**Challenge:** Rewrite the data below as a numbered list, starting at the line that contains "Kindly put a point on every instance of the person" and running through the end of the data, with both ends included. Leave out any blank lines.

(Records excerpted from a collection)
+---+
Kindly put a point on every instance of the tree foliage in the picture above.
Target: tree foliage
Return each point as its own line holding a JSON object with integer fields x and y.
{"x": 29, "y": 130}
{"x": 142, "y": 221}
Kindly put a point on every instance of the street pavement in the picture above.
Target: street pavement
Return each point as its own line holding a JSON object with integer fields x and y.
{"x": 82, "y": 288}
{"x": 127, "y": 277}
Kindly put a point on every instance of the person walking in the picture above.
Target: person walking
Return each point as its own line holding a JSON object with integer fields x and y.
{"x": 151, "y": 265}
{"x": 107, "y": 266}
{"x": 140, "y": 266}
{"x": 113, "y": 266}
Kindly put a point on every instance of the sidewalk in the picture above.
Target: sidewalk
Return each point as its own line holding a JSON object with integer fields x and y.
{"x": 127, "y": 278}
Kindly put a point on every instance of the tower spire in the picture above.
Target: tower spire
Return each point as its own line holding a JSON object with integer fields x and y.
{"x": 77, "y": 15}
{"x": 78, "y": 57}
+---+
**Correct answer:**
1. Kindly put a point on every instance of the person walking in the picture above.
2. Target: person walking
3. Return each point as its own line holding a JSON object with integer fields x and y.
4. {"x": 151, "y": 265}
5. {"x": 107, "y": 266}
6. {"x": 140, "y": 266}
7. {"x": 113, "y": 266}
8. Kindly put a point on every instance of the sidewalk in the picture above.
9. Target: sidewalk
10. Return each point as its own line holding a JSON object with integer fields x and y.
11. {"x": 127, "y": 278}
12. Kindly put a point on every instance of the tower spire in the picture above.
13. Target: tower spire
14. Return each point as its own line holding a JSON object with integer fields x and y.
15. {"x": 77, "y": 15}
16. {"x": 78, "y": 57}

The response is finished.